-- Opening Marker --

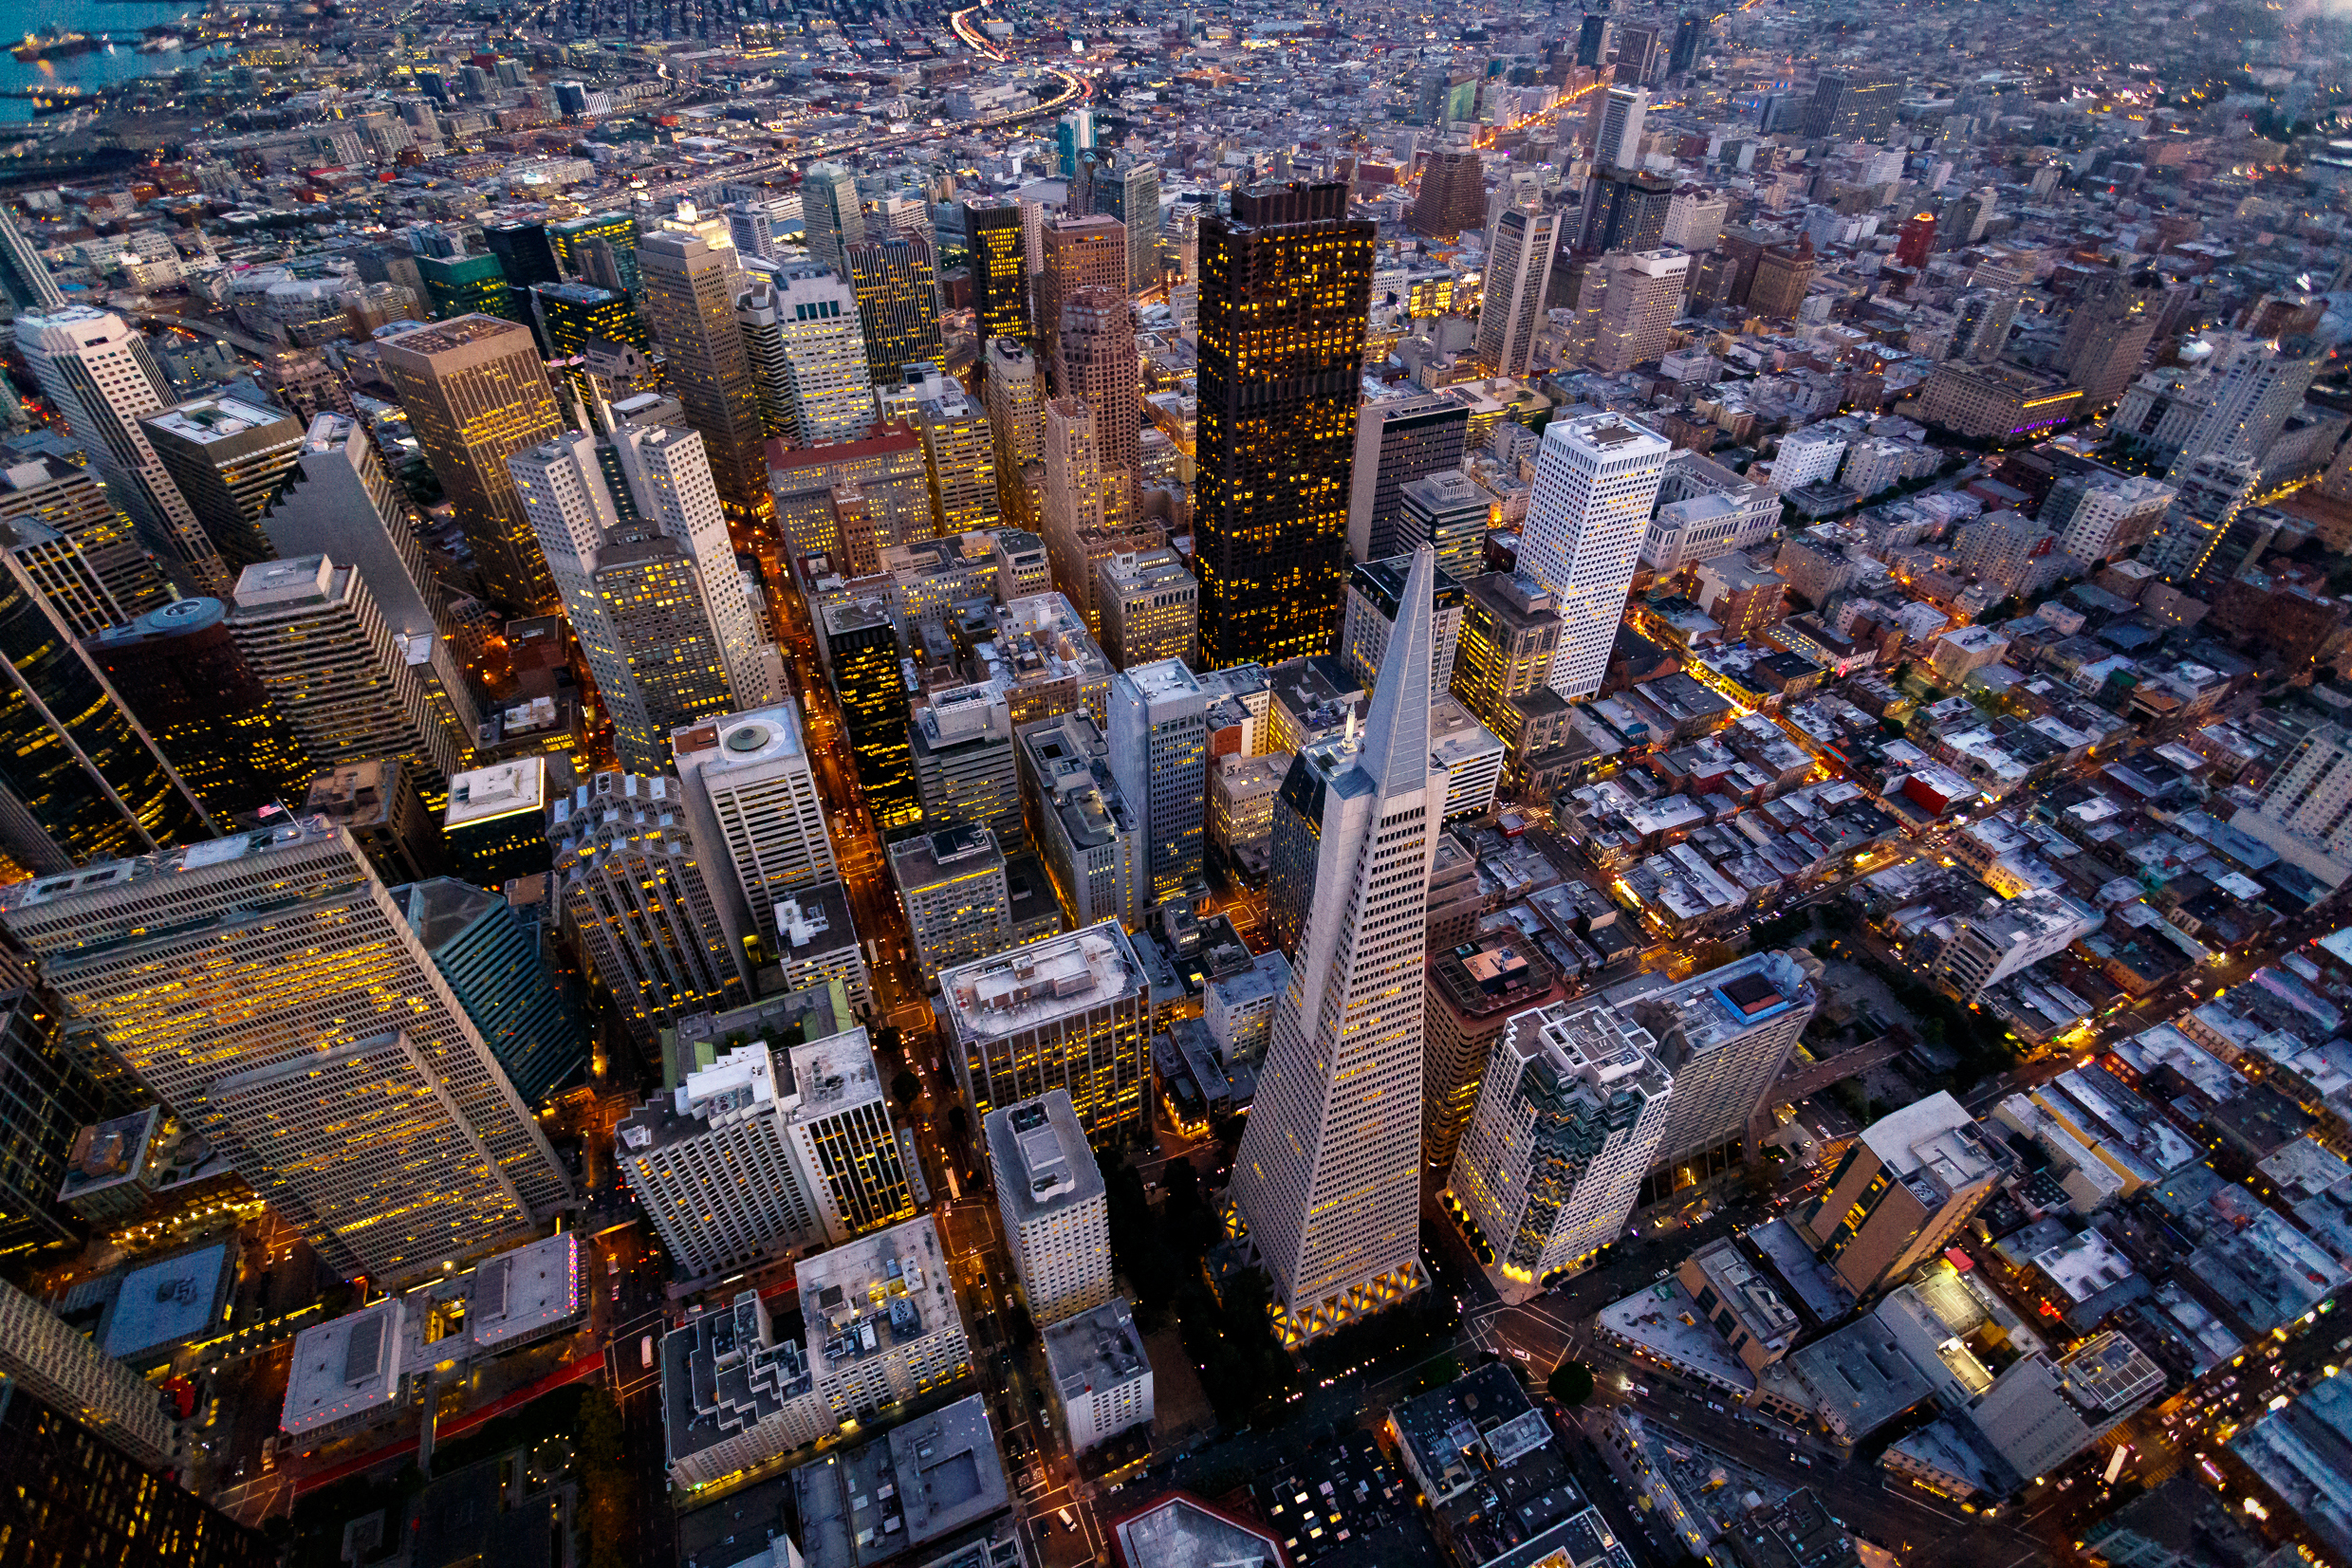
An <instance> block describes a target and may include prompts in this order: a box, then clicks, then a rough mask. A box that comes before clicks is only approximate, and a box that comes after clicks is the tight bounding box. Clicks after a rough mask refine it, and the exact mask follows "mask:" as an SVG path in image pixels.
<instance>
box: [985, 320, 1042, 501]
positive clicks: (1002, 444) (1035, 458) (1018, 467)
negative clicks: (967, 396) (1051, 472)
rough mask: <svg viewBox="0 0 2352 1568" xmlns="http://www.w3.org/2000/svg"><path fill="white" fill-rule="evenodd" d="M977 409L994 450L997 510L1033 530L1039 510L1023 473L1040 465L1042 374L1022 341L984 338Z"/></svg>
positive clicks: (1041, 412) (1041, 435)
mask: <svg viewBox="0 0 2352 1568" xmlns="http://www.w3.org/2000/svg"><path fill="white" fill-rule="evenodd" d="M981 407H985V409H988V430H990V435H993V437H995V451H997V510H1002V512H1004V517H1007V520H1011V522H1018V524H1021V527H1025V529H1037V527H1040V520H1037V510H1040V508H1033V505H1030V501H1028V484H1025V482H1023V477H1021V475H1023V473H1025V470H1028V468H1030V465H1040V468H1042V465H1044V374H1042V371H1040V367H1037V355H1033V353H1030V350H1028V348H1025V346H1023V343H1018V341H1014V339H990V341H988V374H985V376H983V378H981Z"/></svg>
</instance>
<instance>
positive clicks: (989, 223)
mask: <svg viewBox="0 0 2352 1568" xmlns="http://www.w3.org/2000/svg"><path fill="white" fill-rule="evenodd" d="M964 244H967V247H969V249H971V315H974V322H976V324H978V329H981V341H983V343H995V341H1000V339H1011V341H1014V343H1028V341H1030V329H1028V247H1025V244H1023V240H1021V202H1011V200H985V202H964Z"/></svg>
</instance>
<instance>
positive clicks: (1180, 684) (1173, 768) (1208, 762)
mask: <svg viewBox="0 0 2352 1568" xmlns="http://www.w3.org/2000/svg"><path fill="white" fill-rule="evenodd" d="M1207 712H1209V698H1207V693H1204V691H1202V684H1200V677H1197V675H1192V670H1190V668H1188V665H1185V663H1183V661H1181V658H1164V661H1160V663H1152V665H1134V668H1127V670H1120V672H1117V675H1115V677H1112V679H1110V776H1112V778H1115V780H1117V783H1120V795H1124V797H1127V804H1129V806H1134V809H1136V811H1141V813H1143V846H1145V867H1143V877H1145V889H1148V898H1150V900H1152V903H1162V900H1169V898H1178V896H1183V891H1185V889H1188V886H1192V884H1197V882H1200V879H1202V867H1200V851H1202V813H1204V799H1207V778H1209V719H1207Z"/></svg>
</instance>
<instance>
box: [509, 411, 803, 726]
mask: <svg viewBox="0 0 2352 1568" xmlns="http://www.w3.org/2000/svg"><path fill="white" fill-rule="evenodd" d="M600 418H602V409H600ZM607 458H612V463H607ZM506 465H508V473H513V475H515V489H517V494H520V496H522V508H524V512H527V515H529V520H532V529H534V534H536V536H539V548H541V552H543V555H546V559H548V574H550V576H553V578H555V588H557V592H560V595H562V599H564V614H567V616H569V621H572V628H574V630H576V632H579V639H581V654H583V656H586V658H588V672H590V677H595V686H597V693H600V696H602V698H604V705H607V708H609V710H612V724H614V750H616V752H619V757H621V762H623V766H628V769H630V771H637V773H659V771H663V769H666V766H668V745H666V743H668V736H670V731H673V729H677V726H682V724H689V722H691V719H699V717H706V715H708V712H710V710H708V705H706V703H708V701H710V693H713V691H720V689H724V691H722V693H724V696H729V698H734V701H731V703H729V708H734V710H736V712H746V710H755V708H767V705H771V703H774V701H776V696H779V686H781V675H779V668H776V649H774V646H771V644H769V642H767V639H764V637H762V635H760V616H757V609H755V607H753V602H750V592H746V588H743V574H741V571H739V569H736V559H734V545H731V543H729V538H727V515H724V512H722V510H720V496H717V489H715V487H713V482H710V463H708V461H706V458H703V437H701V435H699V433H694V430H680V428H666V425H619V428H609V430H607V433H604V435H602V437H600V435H590V433H586V430H572V433H567V435H560V437H555V440H553V442H546V444H543V447H532V449H529V451H517V454H515V456H510V458H508V461H506ZM614 475H619V477H621V484H614V482H612V480H614ZM659 541H668V545H673V548H675V552H677V555H680V557H682V562H675V564H677V567H689V571H680V574H677V576H682V578H691V595H694V597H699V607H696V604H675V602H670V604H663V607H661V609H663V614H661V616H659V625H661V635H659V644H654V646H649V644H647V642H644V632H642V630H637V628H640V625H647V623H644V621H642V618H640V611H644V609H647V607H644V604H635V602H630V597H628V588H626V583H630V581H633V578H635V574H633V571H630V567H633V564H637V555H640V548H644V545H654V543H659ZM696 609H699V614H696ZM687 632H691V637H689V635H687ZM701 635H708V637H710V644H713V646H715V651H717V663H720V668H717V670H708V668H701V670H680V668H675V649H677V646H682V644H687V642H699V637H701Z"/></svg>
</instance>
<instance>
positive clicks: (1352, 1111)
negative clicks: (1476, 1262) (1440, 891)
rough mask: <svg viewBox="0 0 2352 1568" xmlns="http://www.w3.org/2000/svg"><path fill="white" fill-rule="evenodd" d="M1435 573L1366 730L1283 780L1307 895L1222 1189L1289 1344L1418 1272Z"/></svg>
mask: <svg viewBox="0 0 2352 1568" xmlns="http://www.w3.org/2000/svg"><path fill="white" fill-rule="evenodd" d="M1435 581H1437V557H1435V552H1430V550H1425V548H1423V550H1416V552H1414V564H1411V571H1406V578H1404V595H1402V602H1404V611H1402V616H1399V621H1397V630H1395V635H1392V637H1390V639H1388V656H1385V658H1383V661H1381V682H1378V686H1376V689H1374V693H1371V712H1369V715H1367V719H1364V731H1362V736H1357V733H1348V736H1336V738H1329V741H1315V743H1310V745H1308V748H1305V750H1303V752H1298V757H1296V762H1291V776H1289V780H1287V783H1284V785H1282V788H1284V792H1287V795H1289V797H1294V799H1298V802H1303V804H1305V806H1310V811H1312V816H1315V818H1317V832H1315V835H1312V837H1310V839H1308V844H1310V849H1308V853H1310V856H1312V872H1310V884H1312V889H1315V898H1312V900H1310V905H1308V912H1305V924H1303V931H1301V938H1298V957H1296V973H1294V980H1291V985H1289V987H1287V990H1284V992H1282V999H1279V1001H1277V1004H1275V1023H1272V1044H1270V1046H1268V1051H1265V1063H1263V1065H1261V1074H1258V1098H1256V1105H1254V1107H1251V1114H1249V1131H1247V1133H1244V1135H1242V1150H1240V1154H1237V1157H1235V1161H1232V1187H1230V1190H1228V1194H1230V1199H1232V1206H1235V1211H1237V1215H1240V1220H1242V1222H1244V1225H1247V1227H1249V1241H1251V1246H1254V1248H1256V1253H1258V1258H1263V1260H1265V1267H1268V1272H1270V1274H1272V1281H1275V1300H1277V1312H1275V1316H1277V1324H1279V1328H1282V1333H1284V1338H1287V1340H1291V1342H1303V1340H1312V1338H1319V1335H1324V1333H1329V1331H1334V1328H1338V1326H1343V1324H1350V1321H1357V1319H1362V1316H1364V1314H1371V1312H1378V1309H1381V1307H1388V1305H1392V1302H1397V1300H1402V1298H1406V1295H1411V1293H1414V1291H1421V1288H1423V1286H1425V1284H1428V1276H1425V1274H1423V1269H1421V1180H1418V1168H1421V1159H1418V1157H1421V1030H1423V980H1425V954H1428V884H1430V858H1432V853H1435V849H1437V827H1439V820H1442V816H1444V792H1446V783H1444V773H1442V771H1439V769H1435V766H1432V762H1430V675H1428V670H1430V646H1432V639H1435V637H1432V630H1430V599H1432V592H1435ZM1352 729H1355V726H1350V731H1352Z"/></svg>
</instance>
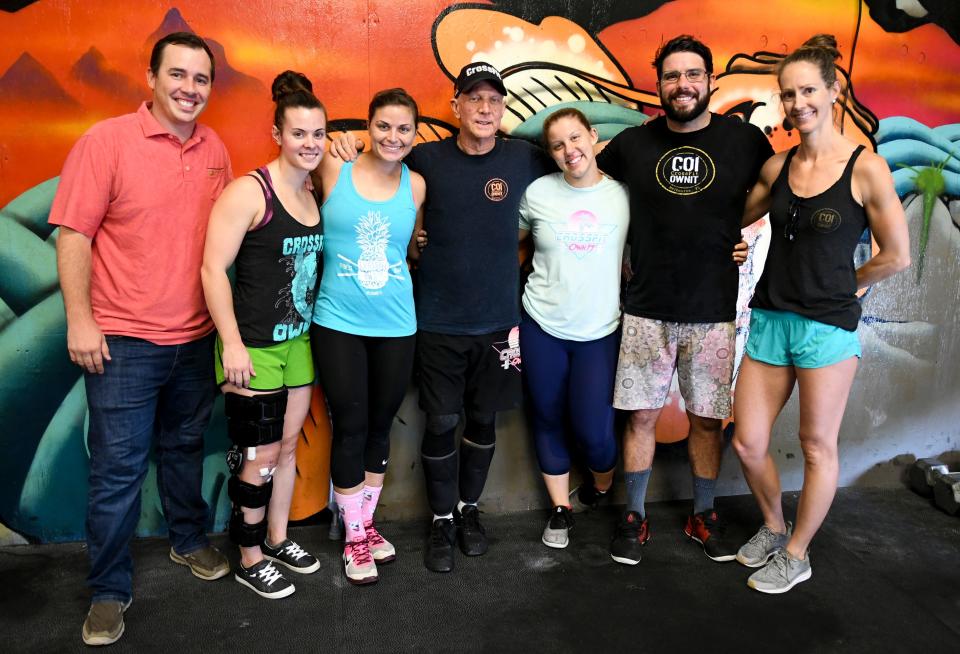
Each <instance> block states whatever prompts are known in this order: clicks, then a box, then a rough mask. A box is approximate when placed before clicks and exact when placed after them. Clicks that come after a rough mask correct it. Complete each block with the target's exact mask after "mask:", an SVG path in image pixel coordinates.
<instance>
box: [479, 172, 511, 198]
mask: <svg viewBox="0 0 960 654" xmlns="http://www.w3.org/2000/svg"><path fill="white" fill-rule="evenodd" d="M509 190H510V189H509V188H507V183H506V182H505V181H503V180H502V179H500V178H499V177H494V178H493V179H491V180H490V181H489V182H487V183H486V184H485V185H484V186H483V193H484V195H486V196H487V199H488V200H492V201H493V202H500V201H501V200H503V199H504V198H505V197H507V193H508V192H509Z"/></svg>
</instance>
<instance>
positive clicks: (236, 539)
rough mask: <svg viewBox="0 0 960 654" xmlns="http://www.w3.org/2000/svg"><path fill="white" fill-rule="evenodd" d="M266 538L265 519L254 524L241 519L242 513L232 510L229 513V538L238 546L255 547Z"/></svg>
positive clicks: (266, 527)
mask: <svg viewBox="0 0 960 654" xmlns="http://www.w3.org/2000/svg"><path fill="white" fill-rule="evenodd" d="M266 539H267V519H266V518H264V519H263V520H261V521H260V522H258V523H257V524H255V525H248V524H247V523H245V522H244V521H243V513H242V512H241V511H238V510H234V511H233V513H232V514H230V540H231V541H233V542H234V543H235V544H236V545H239V546H240V547H256V546H258V545H261V544H262V543H263V541H265V540H266Z"/></svg>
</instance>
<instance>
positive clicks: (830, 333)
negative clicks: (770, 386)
mask: <svg viewBox="0 0 960 654" xmlns="http://www.w3.org/2000/svg"><path fill="white" fill-rule="evenodd" d="M746 351H747V354H748V355H749V356H750V358H751V359H753V360H754V361H760V362H762V363H768V364H770V365H772V366H795V367H797V368H825V367H827V366H832V365H833V364H835V363H839V362H841V361H844V360H845V359H849V358H850V357H852V356H855V357H857V358H858V359H859V358H860V357H861V356H862V354H861V350H860V339H859V338H858V337H857V332H855V331H853V332H851V331H847V330H846V329H842V328H840V327H834V326H833V325H827V324H825V323H822V322H817V321H816V320H811V319H810V318H805V317H803V316H801V315H799V314H796V313H792V312H790V311H770V310H767V309H753V310H752V311H751V315H750V336H749V338H747V347H746Z"/></svg>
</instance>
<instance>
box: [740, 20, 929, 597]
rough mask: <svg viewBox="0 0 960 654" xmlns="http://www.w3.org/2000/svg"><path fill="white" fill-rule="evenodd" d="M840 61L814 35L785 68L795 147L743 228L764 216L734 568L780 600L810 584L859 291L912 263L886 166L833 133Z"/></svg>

-- Closing Marker --

> _Problem to work on_
Extract every line of the records above that contains the string "block", matching case exactly.

> _Response_
An <instance> block describes a target and may include prompts in this order: a box, then clicks, then a rough mask. A box that comes before clicks is only approximate, and a box that comes after clicks is the tight bounding box. Clicks after a rough mask refine it, and the exact mask follows "mask:" as an SVG path in image pixels.
Each <instance> block states whatever prompts are known in this order: clicks, then a box, then a rough mask. A box is approximate when placed before clicks and exact when placed after them. Clicks that come after a rough mask correct it. Complete each block with the target's exact mask after "mask:", an SVG path in image pixel coordinates.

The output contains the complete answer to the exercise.